> _Exercise details_
Retype exactly the line holding "In the picture above, where can the dog's ear" and each line that follows, down to the last one. Exclude pictures.

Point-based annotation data
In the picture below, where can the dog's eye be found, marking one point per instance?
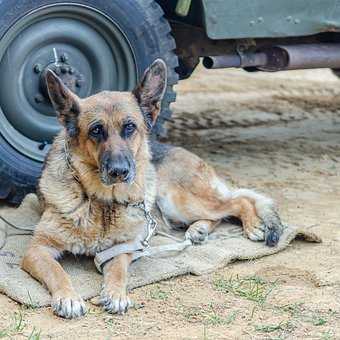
(96, 131)
(128, 129)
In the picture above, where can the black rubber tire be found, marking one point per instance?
(148, 32)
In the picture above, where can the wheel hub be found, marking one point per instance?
(69, 75)
(81, 45)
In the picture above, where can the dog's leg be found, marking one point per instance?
(114, 297)
(258, 215)
(40, 262)
(189, 190)
(199, 231)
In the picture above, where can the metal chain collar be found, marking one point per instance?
(151, 222)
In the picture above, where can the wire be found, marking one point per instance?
(28, 229)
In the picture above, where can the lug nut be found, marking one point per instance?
(39, 98)
(37, 68)
(64, 58)
(79, 82)
(42, 145)
(57, 71)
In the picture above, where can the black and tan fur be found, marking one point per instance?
(99, 164)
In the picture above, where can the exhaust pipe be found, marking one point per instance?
(280, 58)
(235, 60)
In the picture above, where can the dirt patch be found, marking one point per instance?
(278, 133)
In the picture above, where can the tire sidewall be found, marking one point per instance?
(140, 32)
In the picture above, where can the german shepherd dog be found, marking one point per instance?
(99, 165)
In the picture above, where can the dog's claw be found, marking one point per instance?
(257, 233)
(115, 303)
(197, 235)
(68, 307)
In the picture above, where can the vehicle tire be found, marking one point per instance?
(98, 44)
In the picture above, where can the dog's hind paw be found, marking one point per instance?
(197, 233)
(115, 303)
(269, 230)
(68, 306)
(257, 233)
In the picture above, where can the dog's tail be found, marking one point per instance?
(266, 211)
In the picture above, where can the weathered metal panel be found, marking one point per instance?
(226, 19)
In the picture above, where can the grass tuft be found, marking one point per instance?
(252, 288)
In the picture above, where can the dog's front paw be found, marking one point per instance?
(256, 233)
(115, 301)
(68, 305)
(197, 233)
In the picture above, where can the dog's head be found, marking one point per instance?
(111, 127)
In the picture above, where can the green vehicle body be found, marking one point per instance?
(235, 19)
(215, 28)
(96, 45)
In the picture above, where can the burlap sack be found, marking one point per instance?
(225, 245)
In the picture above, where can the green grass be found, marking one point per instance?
(285, 326)
(209, 316)
(327, 335)
(35, 334)
(17, 327)
(252, 288)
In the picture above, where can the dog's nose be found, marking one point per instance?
(120, 171)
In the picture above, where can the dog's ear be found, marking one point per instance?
(150, 91)
(64, 102)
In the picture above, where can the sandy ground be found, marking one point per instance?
(279, 133)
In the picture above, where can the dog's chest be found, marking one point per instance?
(105, 226)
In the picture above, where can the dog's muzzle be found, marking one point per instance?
(117, 169)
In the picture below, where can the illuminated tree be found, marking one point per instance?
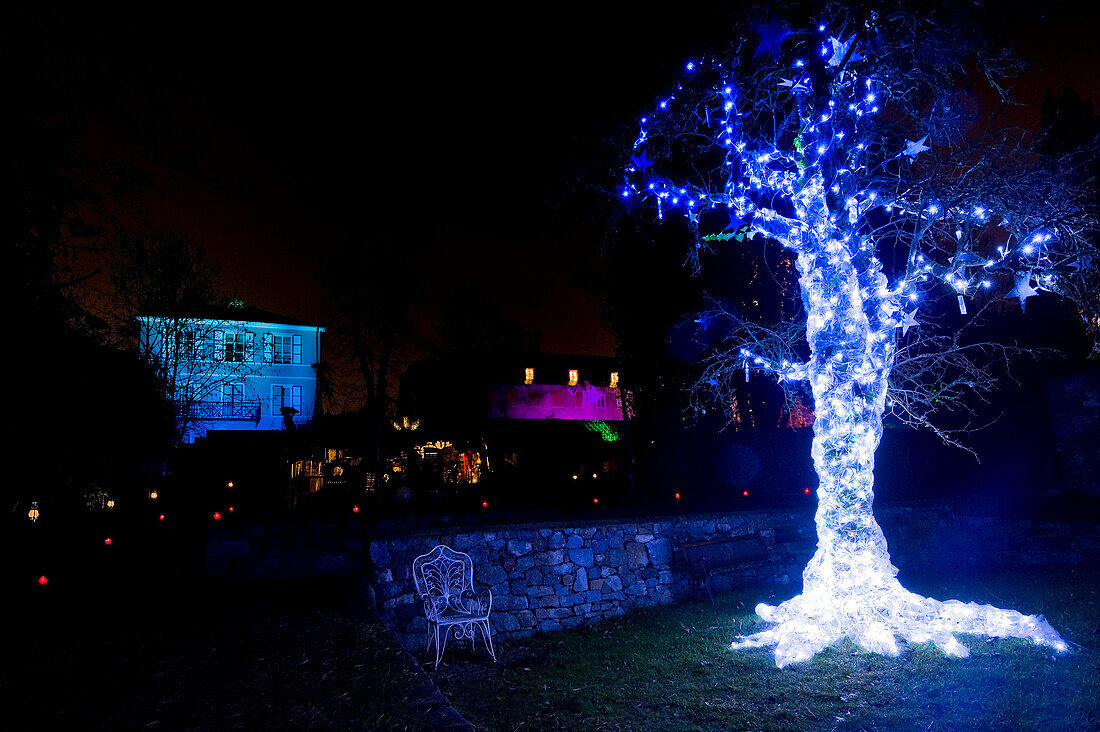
(858, 145)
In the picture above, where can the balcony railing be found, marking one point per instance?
(210, 411)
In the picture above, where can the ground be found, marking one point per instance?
(199, 654)
(673, 669)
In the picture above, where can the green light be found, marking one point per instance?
(606, 433)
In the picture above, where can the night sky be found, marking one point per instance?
(462, 132)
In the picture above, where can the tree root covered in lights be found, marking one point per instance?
(810, 622)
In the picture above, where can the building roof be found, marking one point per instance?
(242, 313)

> _Complete response_
In the picture above, where can the dog's ear be found, marking one point per instance?
(150, 91)
(64, 102)
In the picture above, where can the sandy ground be found, marking one point per instance?
(279, 133)
In the picture above, where can the dog's chest be found, marking one point per instance?
(105, 226)
In the picture above, where can the dog's muzzle be found, marking one point per instance?
(117, 169)
In the picture below, where can the illuminated tree be found, marking one point per instance?
(858, 145)
In the picture above, where can the balcony railing be found, marking one point per instance?
(210, 411)
In the picture above, where can the ground be found, marking one point per instance?
(199, 654)
(673, 669)
In the picture above, where can the green light be found, marking one point per instance?
(606, 433)
In the picture above, where can the night sky be found, marking one point per instance?
(462, 132)
In the picture above, where can the tree root covered in lights be found, marking one point per instance?
(810, 622)
In the picture above, where can the building roof be found, marking one point per instance?
(242, 313)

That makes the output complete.